**Challenge:**
Please reproduce everything in the listing below, from the line containing "above contains high-visibility" down to the line containing "167, 78, 193, 179", including both of those lines.

**Rows:**
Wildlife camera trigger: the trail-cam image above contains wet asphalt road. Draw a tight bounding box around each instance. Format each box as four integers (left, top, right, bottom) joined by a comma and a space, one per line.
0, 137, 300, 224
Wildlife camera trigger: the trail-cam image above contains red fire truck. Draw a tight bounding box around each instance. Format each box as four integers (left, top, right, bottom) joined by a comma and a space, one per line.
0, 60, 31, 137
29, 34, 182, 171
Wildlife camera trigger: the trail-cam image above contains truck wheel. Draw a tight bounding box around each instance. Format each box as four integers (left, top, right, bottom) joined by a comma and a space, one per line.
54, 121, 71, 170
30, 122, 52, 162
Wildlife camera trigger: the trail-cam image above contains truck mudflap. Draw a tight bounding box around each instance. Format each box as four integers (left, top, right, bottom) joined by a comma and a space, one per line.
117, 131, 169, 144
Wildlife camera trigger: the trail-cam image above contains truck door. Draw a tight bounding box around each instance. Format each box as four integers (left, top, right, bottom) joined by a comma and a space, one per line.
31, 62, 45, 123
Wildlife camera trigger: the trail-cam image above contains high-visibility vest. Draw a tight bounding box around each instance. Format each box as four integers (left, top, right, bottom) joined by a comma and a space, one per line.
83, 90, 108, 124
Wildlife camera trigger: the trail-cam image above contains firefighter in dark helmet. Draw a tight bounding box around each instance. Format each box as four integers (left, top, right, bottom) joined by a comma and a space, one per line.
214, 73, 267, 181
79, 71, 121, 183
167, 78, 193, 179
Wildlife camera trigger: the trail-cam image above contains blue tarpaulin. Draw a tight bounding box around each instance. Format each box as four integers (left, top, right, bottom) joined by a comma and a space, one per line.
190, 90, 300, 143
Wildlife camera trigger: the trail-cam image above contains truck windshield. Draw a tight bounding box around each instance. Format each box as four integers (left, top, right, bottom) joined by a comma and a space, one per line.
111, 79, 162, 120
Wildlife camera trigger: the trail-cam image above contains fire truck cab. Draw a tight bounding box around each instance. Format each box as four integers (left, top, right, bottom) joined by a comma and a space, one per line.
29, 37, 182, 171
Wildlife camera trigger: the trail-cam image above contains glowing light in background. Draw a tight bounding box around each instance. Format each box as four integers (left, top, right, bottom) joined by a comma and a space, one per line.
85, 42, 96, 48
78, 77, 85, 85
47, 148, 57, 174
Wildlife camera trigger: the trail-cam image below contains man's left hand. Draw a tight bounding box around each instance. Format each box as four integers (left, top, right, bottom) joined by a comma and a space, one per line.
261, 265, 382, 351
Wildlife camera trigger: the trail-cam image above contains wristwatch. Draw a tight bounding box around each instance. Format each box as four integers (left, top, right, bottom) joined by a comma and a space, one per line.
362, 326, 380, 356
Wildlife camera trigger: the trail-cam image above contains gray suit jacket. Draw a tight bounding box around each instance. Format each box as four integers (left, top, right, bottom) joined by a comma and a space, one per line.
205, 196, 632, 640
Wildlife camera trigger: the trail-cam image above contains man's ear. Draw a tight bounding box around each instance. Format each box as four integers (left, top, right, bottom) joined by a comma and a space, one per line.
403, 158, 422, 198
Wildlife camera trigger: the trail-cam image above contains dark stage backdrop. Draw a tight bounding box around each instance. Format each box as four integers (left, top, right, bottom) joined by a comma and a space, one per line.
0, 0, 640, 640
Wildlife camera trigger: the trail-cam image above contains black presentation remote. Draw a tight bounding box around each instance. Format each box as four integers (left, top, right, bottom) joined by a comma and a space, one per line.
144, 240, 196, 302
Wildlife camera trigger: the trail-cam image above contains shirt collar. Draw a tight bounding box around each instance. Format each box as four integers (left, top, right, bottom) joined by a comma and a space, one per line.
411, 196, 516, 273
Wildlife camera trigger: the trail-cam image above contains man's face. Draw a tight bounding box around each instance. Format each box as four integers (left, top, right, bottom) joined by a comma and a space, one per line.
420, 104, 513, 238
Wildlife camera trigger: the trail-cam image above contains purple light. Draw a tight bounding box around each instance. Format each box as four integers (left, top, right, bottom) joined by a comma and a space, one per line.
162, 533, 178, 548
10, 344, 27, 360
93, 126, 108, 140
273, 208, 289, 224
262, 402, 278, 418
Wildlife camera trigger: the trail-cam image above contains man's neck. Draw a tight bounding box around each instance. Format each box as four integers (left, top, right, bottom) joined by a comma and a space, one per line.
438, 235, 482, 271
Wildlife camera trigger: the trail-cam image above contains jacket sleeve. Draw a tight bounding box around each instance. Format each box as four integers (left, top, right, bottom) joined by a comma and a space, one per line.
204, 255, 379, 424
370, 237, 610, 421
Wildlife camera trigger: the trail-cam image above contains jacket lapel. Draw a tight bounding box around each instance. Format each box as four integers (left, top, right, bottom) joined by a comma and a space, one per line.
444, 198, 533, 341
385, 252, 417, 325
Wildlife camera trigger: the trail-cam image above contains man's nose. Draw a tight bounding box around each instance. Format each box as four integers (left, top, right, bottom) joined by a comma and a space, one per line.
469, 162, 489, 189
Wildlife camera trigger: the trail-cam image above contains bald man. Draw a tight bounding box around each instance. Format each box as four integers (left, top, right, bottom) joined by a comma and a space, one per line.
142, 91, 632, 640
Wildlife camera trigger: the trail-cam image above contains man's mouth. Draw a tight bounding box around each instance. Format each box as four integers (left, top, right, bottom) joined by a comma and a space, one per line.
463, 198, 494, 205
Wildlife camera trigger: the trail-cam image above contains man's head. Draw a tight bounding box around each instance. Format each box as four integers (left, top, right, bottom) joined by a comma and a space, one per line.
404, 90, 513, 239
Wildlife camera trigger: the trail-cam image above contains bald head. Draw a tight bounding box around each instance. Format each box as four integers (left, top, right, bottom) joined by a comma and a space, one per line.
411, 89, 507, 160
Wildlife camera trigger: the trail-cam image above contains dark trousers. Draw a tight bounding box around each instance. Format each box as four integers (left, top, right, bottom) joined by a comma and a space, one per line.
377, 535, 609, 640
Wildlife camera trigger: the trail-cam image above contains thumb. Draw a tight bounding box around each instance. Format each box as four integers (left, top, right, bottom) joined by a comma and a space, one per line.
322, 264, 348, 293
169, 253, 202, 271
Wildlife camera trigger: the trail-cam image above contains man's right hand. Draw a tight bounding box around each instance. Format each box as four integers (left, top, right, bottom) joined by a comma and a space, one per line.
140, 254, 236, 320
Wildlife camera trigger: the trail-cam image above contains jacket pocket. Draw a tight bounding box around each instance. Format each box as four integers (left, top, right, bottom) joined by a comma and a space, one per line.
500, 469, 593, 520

**Complete output:**
Wildlife camera trigger: the trail-cam image above contains high-visibility vest. Draw a tight bounding box around each instance. Format each box as four integers (left, top, right, bottom) joined by a comma and a space, one per line.
83, 90, 108, 124
Wildlife camera trigger: the trail-cam image above contains firefighter in dark helmet. Draw a tight bounding box around each instance. Format each box as four integers (left, top, right, bottom) joined by a comma and a space, one per line.
214, 73, 267, 181
79, 71, 121, 183
167, 78, 193, 179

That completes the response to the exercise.